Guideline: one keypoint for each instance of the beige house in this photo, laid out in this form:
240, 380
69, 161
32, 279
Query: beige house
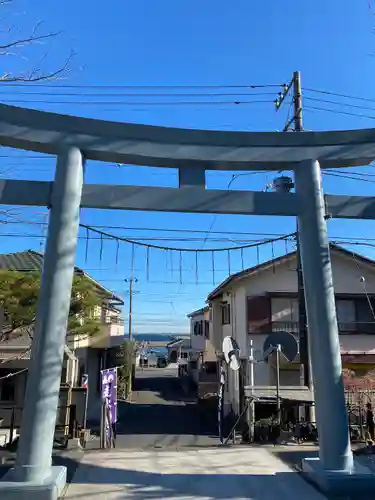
202, 360
259, 301
83, 354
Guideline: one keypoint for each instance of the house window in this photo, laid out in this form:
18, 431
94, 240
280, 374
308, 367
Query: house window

*Assignment*.
An exact copy of the entries, without any pictures, is what the answer should be.

*Answer for this exercise*.
Guideline: one keypoint for each instance of the beige house in this photo, laid out in this form:
240, 380
69, 161
32, 279
Query: beige house
202, 360
259, 301
83, 354
Guideline: one keypoint for each instance of the house window in this photo, laid out in this form:
18, 431
94, 240
280, 374
308, 367
Query: house window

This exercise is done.